REQUIRED TASKS:
(a) In the passage on lens focal length and print enlargement, what focal length does the writer need on the D60 to fill the same portion of the frame with the same bird at the same distance?
(b) State whether each statement agrees with the passage on lens focal length and print enlargement, answering yes or no and quoting the deciding words: (i) The short side of the 35 mm frame is 24mm. (ii) Enlarging the D60 frame by the same 8X gives a print larger than 8x12. (iii) The writer assumes both images have enough pixels for resolution not to be an additional problem.

-- begin TEXT PROVIDED --

For example: suppose I shoot a bird to fill most of the frame on a 35 mm frame, and it takes a 640mm lens (not a standard size Now, we will use the full frame to make an 8x12 print. Since the short side of the frame is 24mm, about 1 inch, we enlarged it by about 8X. So far so good?

Now, on my D60, I can get the same bird at the same distance to fill the same portion of my frame with a 400mm lens.. The short side of my frame is only 15mm, or 6/10 of an inch, roughly. If I enlarge that the same 8X, I get a print that is somewhat less than 5x7.5". Let's assume that there are enough pixels in both images so that resolution does not enter as an additional problem.

If both images were equally well-focused, the smallest point of light will come out to the same size dot on the image (the so-called circle of confusion) and will appear equally sharp on both prints.

-- end TEXT PROVIDED --
-- begin PROVIDED DATA --

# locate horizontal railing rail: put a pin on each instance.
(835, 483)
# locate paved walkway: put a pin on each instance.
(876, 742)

-- end PROVIDED DATA --

PROBLEM SOLUTIONS:
(a) A 400mm lens.

(b)
(i) Yes: "Since the short side of the frame is 24mm, about 1 inch"
(ii) No: "I get a print that is somewhat less than 5x7.5""
(iii) Yes: "Let's assume that there are enough pixels in both images so that resolution does not enter as an additional problem."